## Excerpted records
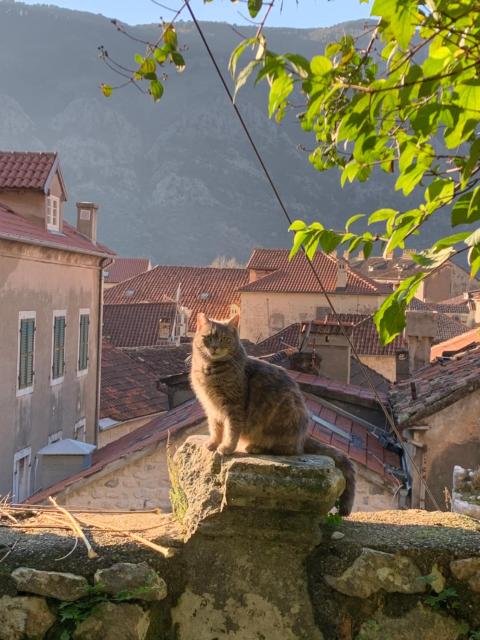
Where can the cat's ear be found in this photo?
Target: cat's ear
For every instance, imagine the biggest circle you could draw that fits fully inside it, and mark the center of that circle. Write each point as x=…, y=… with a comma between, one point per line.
x=202, y=320
x=234, y=322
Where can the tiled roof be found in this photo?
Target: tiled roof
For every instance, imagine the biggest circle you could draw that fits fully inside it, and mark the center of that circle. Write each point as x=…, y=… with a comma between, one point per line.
x=128, y=388
x=359, y=445
x=296, y=276
x=25, y=170
x=164, y=361
x=206, y=289
x=335, y=390
x=364, y=336
x=365, y=449
x=125, y=268
x=136, y=325
x=458, y=305
x=455, y=344
x=435, y=387
x=15, y=227
x=149, y=435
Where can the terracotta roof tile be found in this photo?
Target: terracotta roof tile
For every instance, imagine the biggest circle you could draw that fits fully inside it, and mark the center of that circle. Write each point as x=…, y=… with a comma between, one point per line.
x=15, y=227
x=436, y=386
x=455, y=344
x=296, y=276
x=124, y=268
x=208, y=289
x=136, y=325
x=25, y=170
x=128, y=387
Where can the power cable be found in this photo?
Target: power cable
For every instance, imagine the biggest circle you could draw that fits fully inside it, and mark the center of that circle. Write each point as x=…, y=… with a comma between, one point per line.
x=325, y=293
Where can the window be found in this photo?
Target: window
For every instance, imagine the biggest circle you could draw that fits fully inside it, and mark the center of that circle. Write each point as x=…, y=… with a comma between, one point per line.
x=277, y=321
x=21, y=475
x=79, y=430
x=55, y=437
x=58, y=346
x=26, y=352
x=83, y=340
x=53, y=213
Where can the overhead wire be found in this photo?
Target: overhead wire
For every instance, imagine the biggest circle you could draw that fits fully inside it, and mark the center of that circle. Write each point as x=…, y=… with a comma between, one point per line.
x=323, y=290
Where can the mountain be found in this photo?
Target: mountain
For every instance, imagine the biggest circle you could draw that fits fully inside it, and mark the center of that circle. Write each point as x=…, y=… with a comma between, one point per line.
x=176, y=181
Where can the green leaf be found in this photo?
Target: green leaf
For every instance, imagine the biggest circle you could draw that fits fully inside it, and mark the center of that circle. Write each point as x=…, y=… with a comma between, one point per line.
x=382, y=214
x=353, y=219
x=440, y=190
x=320, y=65
x=281, y=88
x=390, y=318
x=106, y=90
x=244, y=74
x=178, y=61
x=297, y=225
x=254, y=7
x=300, y=236
x=237, y=52
x=156, y=90
x=170, y=36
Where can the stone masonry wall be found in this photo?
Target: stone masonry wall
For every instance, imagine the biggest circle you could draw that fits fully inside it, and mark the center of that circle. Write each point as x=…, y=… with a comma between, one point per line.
x=255, y=558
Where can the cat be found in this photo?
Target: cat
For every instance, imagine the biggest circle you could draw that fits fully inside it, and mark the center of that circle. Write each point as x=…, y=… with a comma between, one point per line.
x=253, y=403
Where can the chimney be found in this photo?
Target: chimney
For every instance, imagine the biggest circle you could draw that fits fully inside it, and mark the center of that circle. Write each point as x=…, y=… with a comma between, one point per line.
x=328, y=350
x=420, y=332
x=342, y=272
x=87, y=220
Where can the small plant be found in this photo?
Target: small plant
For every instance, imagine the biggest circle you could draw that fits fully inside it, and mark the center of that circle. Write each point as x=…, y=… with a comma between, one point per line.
x=177, y=495
x=448, y=599
x=71, y=614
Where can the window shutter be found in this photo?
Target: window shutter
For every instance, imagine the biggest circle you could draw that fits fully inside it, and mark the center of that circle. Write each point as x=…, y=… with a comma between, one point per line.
x=27, y=345
x=83, y=343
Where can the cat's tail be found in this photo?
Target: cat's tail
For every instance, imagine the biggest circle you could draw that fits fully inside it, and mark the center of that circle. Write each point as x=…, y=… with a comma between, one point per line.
x=345, y=465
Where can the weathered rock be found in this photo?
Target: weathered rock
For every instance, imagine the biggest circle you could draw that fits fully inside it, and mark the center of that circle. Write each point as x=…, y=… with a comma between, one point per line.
x=110, y=621
x=467, y=569
x=24, y=617
x=269, y=484
x=139, y=580
x=374, y=570
x=252, y=521
x=420, y=622
x=62, y=586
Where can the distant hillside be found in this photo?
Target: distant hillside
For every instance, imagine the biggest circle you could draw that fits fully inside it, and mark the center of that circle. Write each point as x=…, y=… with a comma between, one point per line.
x=175, y=181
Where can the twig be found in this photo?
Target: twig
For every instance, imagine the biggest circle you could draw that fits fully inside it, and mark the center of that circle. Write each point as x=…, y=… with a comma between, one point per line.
x=5, y=513
x=167, y=552
x=76, y=528
x=5, y=556
x=70, y=552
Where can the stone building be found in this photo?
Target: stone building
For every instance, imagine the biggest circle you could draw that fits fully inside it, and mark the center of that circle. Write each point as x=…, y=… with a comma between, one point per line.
x=437, y=411
x=281, y=292
x=449, y=281
x=51, y=276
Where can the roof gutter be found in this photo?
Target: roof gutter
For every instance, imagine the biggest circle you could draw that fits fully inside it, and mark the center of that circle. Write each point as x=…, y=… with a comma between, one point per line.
x=52, y=245
x=103, y=263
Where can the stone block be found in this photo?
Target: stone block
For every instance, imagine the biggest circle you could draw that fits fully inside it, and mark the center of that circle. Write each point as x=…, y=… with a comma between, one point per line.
x=420, y=622
x=110, y=621
x=51, y=584
x=24, y=617
x=374, y=570
x=139, y=580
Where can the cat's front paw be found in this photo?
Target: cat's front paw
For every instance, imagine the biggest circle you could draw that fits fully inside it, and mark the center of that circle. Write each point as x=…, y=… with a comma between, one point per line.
x=211, y=445
x=226, y=450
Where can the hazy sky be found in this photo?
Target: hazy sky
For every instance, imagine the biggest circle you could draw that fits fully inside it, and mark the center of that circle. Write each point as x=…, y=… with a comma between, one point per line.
x=307, y=13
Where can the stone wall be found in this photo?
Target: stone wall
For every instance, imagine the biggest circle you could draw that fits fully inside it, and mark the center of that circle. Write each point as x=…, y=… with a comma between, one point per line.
x=255, y=558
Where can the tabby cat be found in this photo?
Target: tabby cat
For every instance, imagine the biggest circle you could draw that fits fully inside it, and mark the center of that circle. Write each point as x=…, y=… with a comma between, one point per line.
x=253, y=403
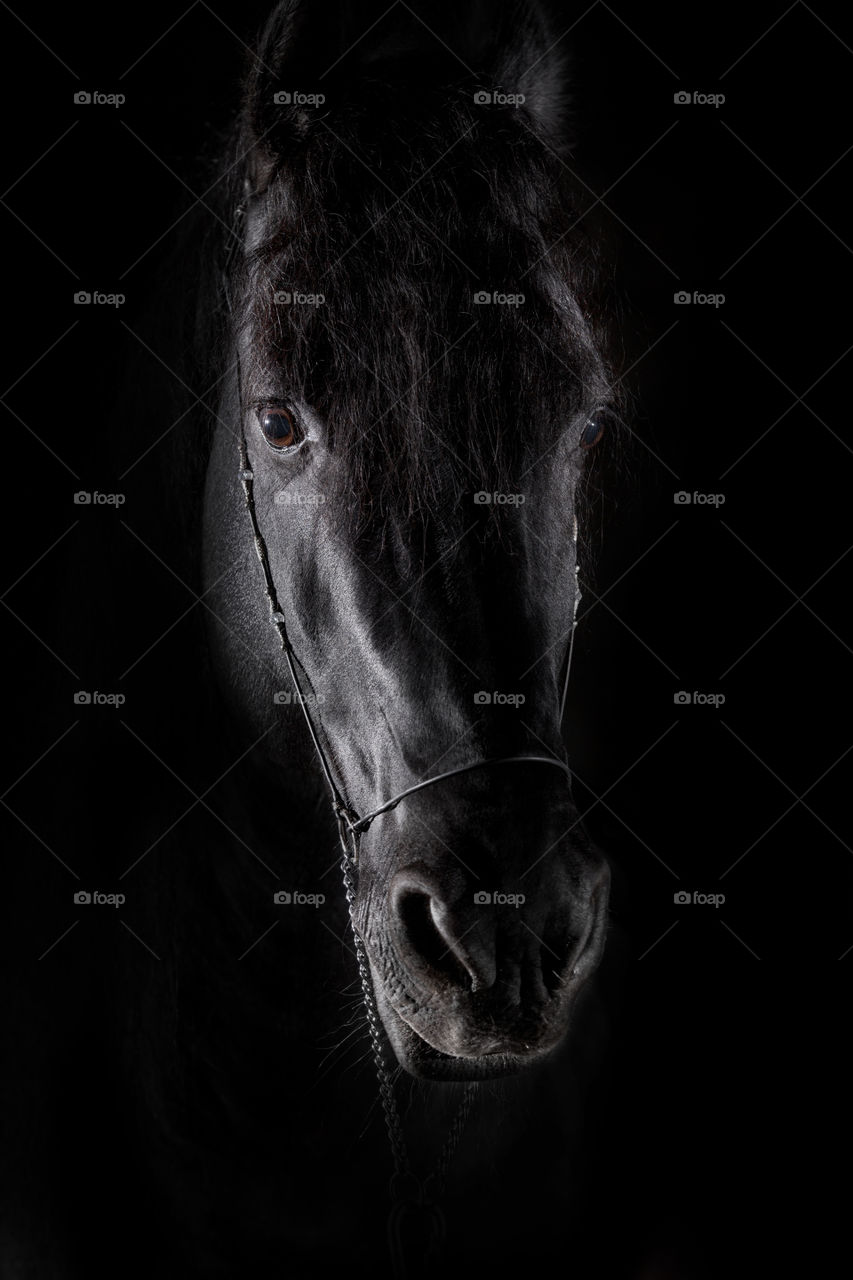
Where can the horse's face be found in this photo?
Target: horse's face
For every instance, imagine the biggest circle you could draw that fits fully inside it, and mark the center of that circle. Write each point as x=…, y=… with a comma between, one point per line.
x=415, y=458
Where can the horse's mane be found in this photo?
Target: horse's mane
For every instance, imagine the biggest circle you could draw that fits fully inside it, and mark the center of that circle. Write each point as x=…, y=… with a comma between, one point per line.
x=427, y=394
x=484, y=206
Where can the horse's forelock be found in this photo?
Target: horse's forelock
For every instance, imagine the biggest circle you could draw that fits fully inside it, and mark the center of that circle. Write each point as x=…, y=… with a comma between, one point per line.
x=392, y=232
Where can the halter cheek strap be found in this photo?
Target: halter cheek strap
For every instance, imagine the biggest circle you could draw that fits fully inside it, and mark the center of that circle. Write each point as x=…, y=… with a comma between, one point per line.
x=350, y=822
x=406, y=1189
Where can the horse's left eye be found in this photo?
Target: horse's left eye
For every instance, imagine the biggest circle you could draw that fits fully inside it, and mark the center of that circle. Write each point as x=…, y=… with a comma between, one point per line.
x=279, y=426
x=593, y=430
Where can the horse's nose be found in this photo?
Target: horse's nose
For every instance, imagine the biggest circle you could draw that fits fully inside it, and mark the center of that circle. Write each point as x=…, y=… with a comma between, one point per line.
x=439, y=942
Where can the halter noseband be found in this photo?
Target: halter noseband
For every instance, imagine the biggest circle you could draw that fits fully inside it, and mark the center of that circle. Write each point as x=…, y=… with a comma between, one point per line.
x=350, y=822
x=405, y=1188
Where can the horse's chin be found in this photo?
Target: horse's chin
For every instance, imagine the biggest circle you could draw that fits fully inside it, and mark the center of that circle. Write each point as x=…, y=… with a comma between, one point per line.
x=427, y=1063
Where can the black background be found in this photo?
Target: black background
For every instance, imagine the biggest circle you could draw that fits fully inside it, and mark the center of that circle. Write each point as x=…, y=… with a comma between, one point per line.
x=725, y=1074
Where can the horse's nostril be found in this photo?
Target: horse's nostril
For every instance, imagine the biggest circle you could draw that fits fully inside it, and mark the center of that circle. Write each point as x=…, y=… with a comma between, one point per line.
x=424, y=938
x=433, y=942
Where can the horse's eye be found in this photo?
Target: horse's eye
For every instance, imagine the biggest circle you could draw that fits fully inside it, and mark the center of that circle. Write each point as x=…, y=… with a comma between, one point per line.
x=279, y=426
x=593, y=430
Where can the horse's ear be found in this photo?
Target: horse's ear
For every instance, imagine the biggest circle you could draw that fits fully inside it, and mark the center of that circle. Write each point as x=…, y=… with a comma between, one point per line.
x=311, y=50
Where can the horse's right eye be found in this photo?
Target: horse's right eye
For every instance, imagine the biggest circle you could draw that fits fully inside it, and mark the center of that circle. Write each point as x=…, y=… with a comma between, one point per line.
x=281, y=428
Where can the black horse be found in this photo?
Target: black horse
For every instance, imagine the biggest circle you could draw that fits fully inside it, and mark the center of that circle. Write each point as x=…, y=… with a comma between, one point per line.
x=397, y=380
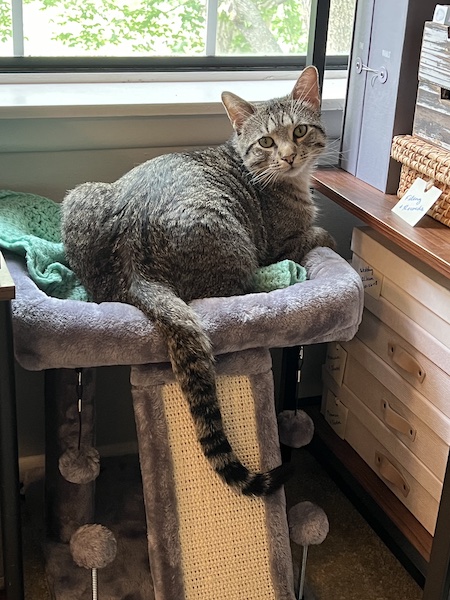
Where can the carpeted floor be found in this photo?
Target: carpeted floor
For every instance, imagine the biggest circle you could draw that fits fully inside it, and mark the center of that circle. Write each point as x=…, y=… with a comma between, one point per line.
x=351, y=564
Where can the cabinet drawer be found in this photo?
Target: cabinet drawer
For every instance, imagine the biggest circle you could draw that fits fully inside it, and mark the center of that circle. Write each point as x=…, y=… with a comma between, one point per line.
x=407, y=361
x=409, y=491
x=395, y=414
x=425, y=409
x=409, y=330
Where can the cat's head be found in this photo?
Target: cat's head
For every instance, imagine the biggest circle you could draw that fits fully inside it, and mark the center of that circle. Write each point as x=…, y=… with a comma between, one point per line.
x=281, y=138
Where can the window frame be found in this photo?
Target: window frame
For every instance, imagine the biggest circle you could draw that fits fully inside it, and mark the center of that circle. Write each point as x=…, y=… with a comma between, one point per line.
x=317, y=39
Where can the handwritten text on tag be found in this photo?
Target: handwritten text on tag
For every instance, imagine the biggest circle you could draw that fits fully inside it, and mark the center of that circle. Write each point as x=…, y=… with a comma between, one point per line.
x=416, y=201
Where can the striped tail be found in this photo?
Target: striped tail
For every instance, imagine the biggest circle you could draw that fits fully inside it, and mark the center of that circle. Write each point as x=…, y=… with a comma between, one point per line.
x=193, y=365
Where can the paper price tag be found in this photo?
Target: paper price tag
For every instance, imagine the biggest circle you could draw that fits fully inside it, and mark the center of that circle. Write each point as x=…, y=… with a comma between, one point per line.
x=371, y=279
x=416, y=201
x=336, y=414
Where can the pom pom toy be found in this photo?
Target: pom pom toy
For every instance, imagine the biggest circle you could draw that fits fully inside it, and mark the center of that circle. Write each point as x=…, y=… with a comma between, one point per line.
x=80, y=465
x=93, y=547
x=308, y=525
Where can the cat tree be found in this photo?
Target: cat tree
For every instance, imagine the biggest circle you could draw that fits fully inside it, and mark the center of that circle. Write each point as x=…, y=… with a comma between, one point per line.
x=204, y=541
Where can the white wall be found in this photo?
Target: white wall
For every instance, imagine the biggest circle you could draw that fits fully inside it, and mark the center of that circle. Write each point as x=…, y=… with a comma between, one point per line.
x=48, y=155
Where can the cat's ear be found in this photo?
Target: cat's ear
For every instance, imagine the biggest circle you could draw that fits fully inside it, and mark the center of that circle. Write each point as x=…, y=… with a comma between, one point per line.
x=238, y=110
x=307, y=88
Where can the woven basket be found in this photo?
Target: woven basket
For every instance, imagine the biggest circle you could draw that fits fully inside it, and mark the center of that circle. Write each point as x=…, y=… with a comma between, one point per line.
x=422, y=159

## Action item
Across all of the records above, how many lines include the string "floor"? Answer with one number only.

## Task response
2